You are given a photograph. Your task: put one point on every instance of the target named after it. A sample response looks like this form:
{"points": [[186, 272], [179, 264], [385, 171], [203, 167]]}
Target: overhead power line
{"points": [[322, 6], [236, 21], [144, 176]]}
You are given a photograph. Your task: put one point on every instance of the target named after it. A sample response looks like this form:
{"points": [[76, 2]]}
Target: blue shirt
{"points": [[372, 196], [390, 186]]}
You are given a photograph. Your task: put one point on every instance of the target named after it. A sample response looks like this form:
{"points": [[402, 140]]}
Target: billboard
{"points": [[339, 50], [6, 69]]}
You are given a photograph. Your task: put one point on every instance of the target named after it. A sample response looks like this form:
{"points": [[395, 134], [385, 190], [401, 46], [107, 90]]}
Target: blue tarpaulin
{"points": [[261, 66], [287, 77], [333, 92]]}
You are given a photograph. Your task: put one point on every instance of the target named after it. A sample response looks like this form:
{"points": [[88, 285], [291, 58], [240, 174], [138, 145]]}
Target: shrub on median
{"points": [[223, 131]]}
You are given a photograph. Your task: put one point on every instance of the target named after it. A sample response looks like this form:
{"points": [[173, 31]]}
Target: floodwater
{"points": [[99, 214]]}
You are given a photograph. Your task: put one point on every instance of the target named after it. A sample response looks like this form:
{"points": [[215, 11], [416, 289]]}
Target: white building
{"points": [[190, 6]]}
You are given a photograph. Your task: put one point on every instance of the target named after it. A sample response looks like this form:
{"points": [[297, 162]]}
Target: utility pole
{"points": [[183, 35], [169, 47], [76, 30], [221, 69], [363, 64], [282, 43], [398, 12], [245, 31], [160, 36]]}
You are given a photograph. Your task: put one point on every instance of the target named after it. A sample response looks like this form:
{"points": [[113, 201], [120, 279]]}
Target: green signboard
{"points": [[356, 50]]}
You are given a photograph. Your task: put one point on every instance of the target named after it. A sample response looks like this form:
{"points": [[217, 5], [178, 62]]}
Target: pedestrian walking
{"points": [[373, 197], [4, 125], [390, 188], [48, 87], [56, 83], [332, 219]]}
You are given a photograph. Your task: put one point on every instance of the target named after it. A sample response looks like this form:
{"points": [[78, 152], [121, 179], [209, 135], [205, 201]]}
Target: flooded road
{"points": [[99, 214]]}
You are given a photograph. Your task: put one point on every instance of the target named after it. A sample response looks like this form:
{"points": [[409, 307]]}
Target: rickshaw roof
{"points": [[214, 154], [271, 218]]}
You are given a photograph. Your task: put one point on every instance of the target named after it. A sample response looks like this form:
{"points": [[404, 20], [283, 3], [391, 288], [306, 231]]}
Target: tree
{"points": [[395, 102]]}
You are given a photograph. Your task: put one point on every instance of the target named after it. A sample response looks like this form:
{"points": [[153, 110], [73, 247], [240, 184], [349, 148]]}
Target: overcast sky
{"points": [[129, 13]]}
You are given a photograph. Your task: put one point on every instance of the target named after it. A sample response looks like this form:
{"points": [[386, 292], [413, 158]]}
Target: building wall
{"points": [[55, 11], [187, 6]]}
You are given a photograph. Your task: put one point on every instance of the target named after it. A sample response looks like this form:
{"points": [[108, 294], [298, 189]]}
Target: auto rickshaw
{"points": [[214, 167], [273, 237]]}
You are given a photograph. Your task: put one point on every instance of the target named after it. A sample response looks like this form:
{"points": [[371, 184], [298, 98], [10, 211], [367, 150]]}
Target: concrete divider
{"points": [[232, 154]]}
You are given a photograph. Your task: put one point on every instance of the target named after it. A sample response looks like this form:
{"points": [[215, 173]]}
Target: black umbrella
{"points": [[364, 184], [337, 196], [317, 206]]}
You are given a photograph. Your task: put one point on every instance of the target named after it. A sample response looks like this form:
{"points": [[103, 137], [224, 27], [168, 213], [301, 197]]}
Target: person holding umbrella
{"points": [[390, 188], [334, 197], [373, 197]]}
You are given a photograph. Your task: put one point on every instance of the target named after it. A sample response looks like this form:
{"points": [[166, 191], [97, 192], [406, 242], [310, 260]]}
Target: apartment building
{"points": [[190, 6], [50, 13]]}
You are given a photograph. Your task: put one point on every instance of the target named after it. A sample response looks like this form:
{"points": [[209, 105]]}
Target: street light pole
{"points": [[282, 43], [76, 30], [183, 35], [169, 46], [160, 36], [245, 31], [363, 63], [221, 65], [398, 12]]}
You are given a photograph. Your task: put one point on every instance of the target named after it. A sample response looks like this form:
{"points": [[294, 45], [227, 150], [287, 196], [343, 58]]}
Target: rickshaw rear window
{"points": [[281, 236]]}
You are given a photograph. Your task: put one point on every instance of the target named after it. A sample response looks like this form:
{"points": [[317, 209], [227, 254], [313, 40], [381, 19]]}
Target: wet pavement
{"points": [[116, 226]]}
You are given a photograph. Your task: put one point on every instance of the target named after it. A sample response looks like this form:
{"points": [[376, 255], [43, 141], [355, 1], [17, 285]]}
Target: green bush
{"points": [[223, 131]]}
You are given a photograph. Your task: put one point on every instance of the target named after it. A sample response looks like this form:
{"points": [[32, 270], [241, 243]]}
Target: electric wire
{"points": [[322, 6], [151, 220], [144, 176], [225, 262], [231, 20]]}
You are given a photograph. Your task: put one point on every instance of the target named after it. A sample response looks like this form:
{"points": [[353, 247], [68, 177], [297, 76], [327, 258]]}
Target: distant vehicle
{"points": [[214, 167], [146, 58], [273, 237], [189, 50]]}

==*==

Task objective >> Pull out every line of the rows above that contains the word "blue", matching its case exactly.

Exercise response >>
Target: blue shirt
Target: blue tarpaulin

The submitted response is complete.